> Task brief
Any picture among the records should be left out, please; retype the rest exactly.
▼▼▼
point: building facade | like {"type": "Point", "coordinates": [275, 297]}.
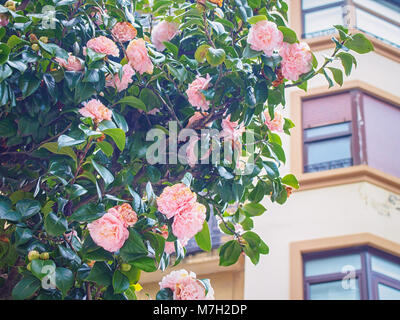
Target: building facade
{"type": "Point", "coordinates": [338, 237]}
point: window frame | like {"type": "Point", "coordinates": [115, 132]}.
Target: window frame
{"type": "Point", "coordinates": [368, 280]}
{"type": "Point", "coordinates": [304, 12]}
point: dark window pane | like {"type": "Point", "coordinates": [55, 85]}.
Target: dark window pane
{"type": "Point", "coordinates": [378, 27]}
{"type": "Point", "coordinates": [308, 4]}
{"type": "Point", "coordinates": [386, 267]}
{"type": "Point", "coordinates": [333, 264]}
{"type": "Point", "coordinates": [335, 290]}
{"type": "Point", "coordinates": [322, 20]}
{"type": "Point", "coordinates": [388, 293]}
{"type": "Point", "coordinates": [328, 150]}
{"type": "Point", "coordinates": [339, 128]}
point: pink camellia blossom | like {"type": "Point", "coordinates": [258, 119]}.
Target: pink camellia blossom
{"type": "Point", "coordinates": [196, 117]}
{"type": "Point", "coordinates": [124, 31]}
{"type": "Point", "coordinates": [72, 64]}
{"type": "Point", "coordinates": [95, 110]}
{"type": "Point", "coordinates": [188, 223]}
{"type": "Point", "coordinates": [103, 45]}
{"type": "Point", "coordinates": [276, 124]}
{"type": "Point", "coordinates": [125, 213]}
{"type": "Point", "coordinates": [121, 84]}
{"type": "Point", "coordinates": [176, 199]}
{"type": "Point", "coordinates": [163, 32]}
{"type": "Point", "coordinates": [138, 56]}
{"type": "Point", "coordinates": [3, 20]}
{"type": "Point", "coordinates": [196, 97]}
{"type": "Point", "coordinates": [185, 286]}
{"type": "Point", "coordinates": [108, 232]}
{"type": "Point", "coordinates": [296, 60]}
{"type": "Point", "coordinates": [265, 36]}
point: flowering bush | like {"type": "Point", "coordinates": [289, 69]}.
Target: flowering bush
{"type": "Point", "coordinates": [90, 94]}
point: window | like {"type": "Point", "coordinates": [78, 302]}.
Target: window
{"type": "Point", "coordinates": [360, 273]}
{"type": "Point", "coordinates": [215, 233]}
{"type": "Point", "coordinates": [319, 17]}
{"type": "Point", "coordinates": [350, 128]}
{"type": "Point", "coordinates": [378, 18]}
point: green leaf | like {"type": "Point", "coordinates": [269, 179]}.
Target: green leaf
{"type": "Point", "coordinates": [53, 147]}
{"type": "Point", "coordinates": [203, 238]}
{"type": "Point", "coordinates": [88, 212]}
{"type": "Point", "coordinates": [64, 280]}
{"type": "Point", "coordinates": [347, 61]}
{"type": "Point", "coordinates": [25, 288]}
{"type": "Point", "coordinates": [255, 19]}
{"type": "Point", "coordinates": [133, 102]}
{"type": "Point", "coordinates": [291, 180]}
{"type": "Point", "coordinates": [120, 282]}
{"type": "Point", "coordinates": [41, 268]}
{"type": "Point", "coordinates": [101, 274]}
{"type": "Point", "coordinates": [28, 208]}
{"type": "Point", "coordinates": [359, 43]}
{"type": "Point", "coordinates": [106, 147]}
{"type": "Point", "coordinates": [289, 35]}
{"type": "Point", "coordinates": [229, 253]}
{"type": "Point", "coordinates": [254, 209]}
{"type": "Point", "coordinates": [118, 135]}
{"type": "Point", "coordinates": [54, 225]}
{"type": "Point", "coordinates": [150, 99]}
{"type": "Point", "coordinates": [215, 56]}
{"type": "Point", "coordinates": [4, 53]}
{"type": "Point", "coordinates": [133, 247]}
{"type": "Point", "coordinates": [146, 264]}
{"type": "Point", "coordinates": [103, 172]}
{"type": "Point", "coordinates": [337, 75]}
▲▲▲
> Exercise response
point: building facade | like {"type": "Point", "coordinates": [275, 297]}.
Target: building facade
{"type": "Point", "coordinates": [338, 237]}
point: window frame | like {"type": "Point", "coordinates": [115, 132]}.
Target: window frame
{"type": "Point", "coordinates": [368, 280]}
{"type": "Point", "coordinates": [304, 12]}
point: dark window pane | like {"type": "Point", "coordinates": [55, 85]}.
Target: dark window pane
{"type": "Point", "coordinates": [378, 27]}
{"type": "Point", "coordinates": [308, 4]}
{"type": "Point", "coordinates": [386, 267]}
{"type": "Point", "coordinates": [333, 264]}
{"type": "Point", "coordinates": [335, 290]}
{"type": "Point", "coordinates": [322, 20]}
{"type": "Point", "coordinates": [388, 293]}
{"type": "Point", "coordinates": [328, 150]}
{"type": "Point", "coordinates": [339, 128]}
point: pink camellia blossom | like {"type": "Point", "coordinates": [258, 119]}.
Target: pink camellia blossom
{"type": "Point", "coordinates": [196, 117]}
{"type": "Point", "coordinates": [124, 31]}
{"type": "Point", "coordinates": [72, 64]}
{"type": "Point", "coordinates": [95, 110]}
{"type": "Point", "coordinates": [188, 223]}
{"type": "Point", "coordinates": [103, 45]}
{"type": "Point", "coordinates": [276, 124]}
{"type": "Point", "coordinates": [125, 213]}
{"type": "Point", "coordinates": [121, 84]}
{"type": "Point", "coordinates": [176, 199]}
{"type": "Point", "coordinates": [163, 32]}
{"type": "Point", "coordinates": [138, 56]}
{"type": "Point", "coordinates": [3, 20]}
{"type": "Point", "coordinates": [196, 97]}
{"type": "Point", "coordinates": [185, 286]}
{"type": "Point", "coordinates": [108, 232]}
{"type": "Point", "coordinates": [296, 60]}
{"type": "Point", "coordinates": [265, 36]}
point: flowering bush | like {"type": "Point", "coordinates": [289, 69]}.
Target: flowering bush
{"type": "Point", "coordinates": [90, 94]}
point: window | like {"type": "Point", "coordinates": [78, 302]}.
Target: window
{"type": "Point", "coordinates": [360, 273]}
{"type": "Point", "coordinates": [215, 233]}
{"type": "Point", "coordinates": [319, 17]}
{"type": "Point", "coordinates": [350, 128]}
{"type": "Point", "coordinates": [378, 18]}
point: green leaf | like {"type": "Point", "coordinates": [269, 179]}.
Target: green leaf
{"type": "Point", "coordinates": [53, 147]}
{"type": "Point", "coordinates": [203, 238]}
{"type": "Point", "coordinates": [88, 212]}
{"type": "Point", "coordinates": [64, 280]}
{"type": "Point", "coordinates": [347, 61]}
{"type": "Point", "coordinates": [25, 288]}
{"type": "Point", "coordinates": [255, 19]}
{"type": "Point", "coordinates": [133, 102]}
{"type": "Point", "coordinates": [291, 180]}
{"type": "Point", "coordinates": [120, 282]}
{"type": "Point", "coordinates": [41, 268]}
{"type": "Point", "coordinates": [101, 274]}
{"type": "Point", "coordinates": [28, 208]}
{"type": "Point", "coordinates": [359, 43]}
{"type": "Point", "coordinates": [106, 147]}
{"type": "Point", "coordinates": [289, 35]}
{"type": "Point", "coordinates": [229, 253]}
{"type": "Point", "coordinates": [254, 209]}
{"type": "Point", "coordinates": [118, 135]}
{"type": "Point", "coordinates": [54, 225]}
{"type": "Point", "coordinates": [150, 99]}
{"type": "Point", "coordinates": [215, 56]}
{"type": "Point", "coordinates": [4, 53]}
{"type": "Point", "coordinates": [133, 247]}
{"type": "Point", "coordinates": [146, 264]}
{"type": "Point", "coordinates": [103, 172]}
{"type": "Point", "coordinates": [337, 75]}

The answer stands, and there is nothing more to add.